§ **Supplied text**
Do Attention Deficit Disorder and Asperger’s Foster Creativity?

Are We Erring in Treating ADD So Massively?

By Shlomo Maital     

 

David Neeleman, Jet Blue founder (with ADD)

    In The Economist’s (June 2) Schumpeter column, “In praise of misfits”, the columnist cites some remarkable research by Julie Login of Cass Business School.

   She surveyed a group of entrepreneurs and found that “35% of them said that they suffered from dyslexia [10% in the population, 1% of professional managers]. Prominent dyslexics include the founders of Ford, GE, IBM and Ikea, not to mention Charles Schwab, Richard Branson, John Chambers and Steve Jobs.  …ADD Attention Deficit Disorder is another entrepreneur-friendly addiction. People who cannot focus on one thing for a long time can be disastrous employees but founts of new ideas.  …Studies suggest people with ADD are six times more likely to found their own business. David Neeleman (founder of JetBlue) says: “My ADD brain naturally searches for better ways of doing things. With the disorganization, procrastination, inability to focus and all the other bad things that come with ADD, there also come creativity and the ability to take risks”. 

    The columnist “Schumpeter” concludes:

    The replacement of organization man with disorganization man is changing the balance of power.  Those square pegs may not have an easy time in school.  They may be mocked by jocks and ignored at parties. But these days no serous organization can prosper without them.

§ **Data listing**
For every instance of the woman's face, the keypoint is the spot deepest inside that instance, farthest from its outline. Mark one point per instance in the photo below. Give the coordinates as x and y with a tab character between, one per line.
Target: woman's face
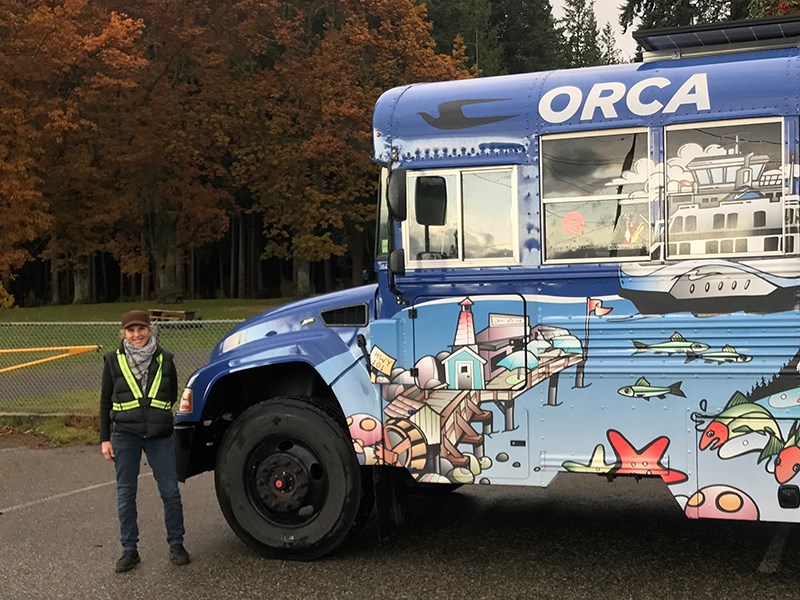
137	335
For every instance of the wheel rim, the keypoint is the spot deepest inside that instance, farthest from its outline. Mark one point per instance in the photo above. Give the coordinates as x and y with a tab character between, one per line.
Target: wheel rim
286	482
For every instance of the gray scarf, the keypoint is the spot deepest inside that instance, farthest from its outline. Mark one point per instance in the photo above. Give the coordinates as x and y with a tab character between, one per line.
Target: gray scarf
139	360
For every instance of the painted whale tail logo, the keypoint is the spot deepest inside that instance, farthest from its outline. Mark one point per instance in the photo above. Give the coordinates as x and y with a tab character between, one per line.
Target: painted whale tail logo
452	117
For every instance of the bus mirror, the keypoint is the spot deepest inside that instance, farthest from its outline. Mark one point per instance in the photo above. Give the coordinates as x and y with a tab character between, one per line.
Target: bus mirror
397	262
431	201
397	194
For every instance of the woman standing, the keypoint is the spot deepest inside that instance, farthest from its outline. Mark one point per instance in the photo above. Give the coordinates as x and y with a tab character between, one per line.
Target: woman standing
139	387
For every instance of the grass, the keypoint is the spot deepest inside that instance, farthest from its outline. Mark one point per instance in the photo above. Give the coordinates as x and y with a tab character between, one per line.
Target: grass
82	402
80	425
206	309
57	431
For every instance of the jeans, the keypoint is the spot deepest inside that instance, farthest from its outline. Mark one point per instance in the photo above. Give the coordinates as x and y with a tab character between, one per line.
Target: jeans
160	454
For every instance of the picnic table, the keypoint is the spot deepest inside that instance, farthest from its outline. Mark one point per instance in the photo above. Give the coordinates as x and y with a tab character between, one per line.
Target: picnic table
165	314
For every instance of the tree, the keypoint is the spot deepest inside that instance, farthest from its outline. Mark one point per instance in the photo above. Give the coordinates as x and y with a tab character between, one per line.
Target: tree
316	184
674	13
78	183
772	8
528	35
55	57
607	44
471	20
579	27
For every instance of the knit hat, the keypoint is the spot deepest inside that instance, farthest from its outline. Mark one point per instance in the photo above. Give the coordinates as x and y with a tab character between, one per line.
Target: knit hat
135	317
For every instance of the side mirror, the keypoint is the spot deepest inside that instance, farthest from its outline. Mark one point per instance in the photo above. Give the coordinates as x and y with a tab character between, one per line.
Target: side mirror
430	204
397	262
396	194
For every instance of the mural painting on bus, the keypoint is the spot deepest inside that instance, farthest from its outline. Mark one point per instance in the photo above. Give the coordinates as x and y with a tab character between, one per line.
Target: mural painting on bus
441	414
730	221
766	421
465	407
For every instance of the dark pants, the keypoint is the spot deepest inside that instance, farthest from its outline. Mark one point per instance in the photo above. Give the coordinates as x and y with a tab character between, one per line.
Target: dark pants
160	454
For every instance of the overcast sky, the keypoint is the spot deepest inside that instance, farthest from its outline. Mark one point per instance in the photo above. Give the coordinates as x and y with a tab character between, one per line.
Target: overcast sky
606	11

§ **Brief 1**
Could you set down the part of the ADD and creativity article that begins at the words "In The Economist’s" and stops after the words "Cass Business School.", copying it word for word?
§ **Brief 2**
Can you resume the ADD and creativity article, writing on from its last sentence?

§ **Answer area 1**
In The Economist’s (June 2) Schumpeter column, “In praise of misfits”, the columnist cites some remarkable research by Julie Login of Cass Business School.

§ **Answer area 2**
 Four years ago, I wrote a blog about Bram  Cohen, who has Asperger’s Disease.     Asperger’s is  a condition that keeps him rooted in the world of objects and patterns, puzzles and computers, but leaves him floating, disoriented, in the everyday swirl of human interactions.   After miserable experiences working with startup companies, Bram headed for Silicon Valley.   There he started BitTorrent.    BitTorrent has run into difficulties.  Bram is no longer CEO.  But the mere fact it exists and survives, and the fact a person with Asperger’s launched it successfully,  are inspirational.   

    I wonder whether parents and psychologists, by having their children’s ADD treated (among other things, with Ritalin), are in fact impairing their creativity – and their lives. Probably not – but it’s worth reflecting on.